(Input records begins)
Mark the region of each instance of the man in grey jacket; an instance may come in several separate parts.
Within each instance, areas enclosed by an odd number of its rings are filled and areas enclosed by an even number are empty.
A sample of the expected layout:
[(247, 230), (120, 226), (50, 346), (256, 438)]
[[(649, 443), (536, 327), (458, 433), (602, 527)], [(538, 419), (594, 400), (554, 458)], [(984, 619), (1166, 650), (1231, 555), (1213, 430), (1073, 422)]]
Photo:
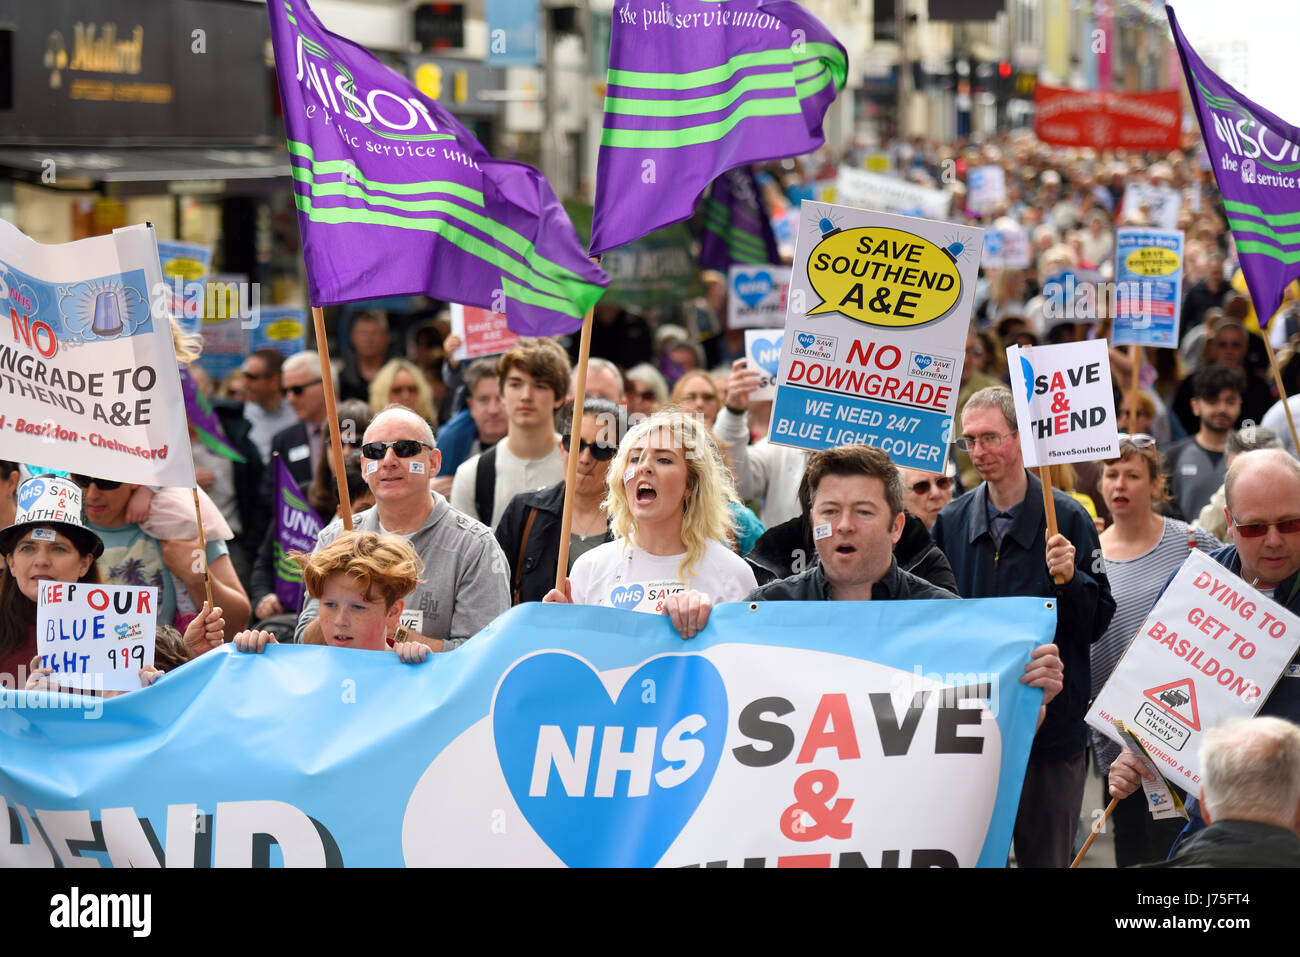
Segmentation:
(Input records ends)
**Task directions**
Leave nothing out but the pictures when transcribing the records.

**Response for this exercise**
Mark the region of each instance of the man in grey jacket; an instance may come in several separate parts.
Within each instance, areas enclosed by an odd number of its rings are filled and areas enclosed by an even number are empty.
A sample of the expected layout:
[(247, 230), (120, 226), (50, 346), (256, 438)]
[[(649, 443), (536, 327), (458, 433), (602, 527)], [(538, 419), (594, 400), (554, 458)], [(984, 619), (1166, 650), (1231, 555), (1213, 430), (1073, 422)]]
Photo:
Segmentation:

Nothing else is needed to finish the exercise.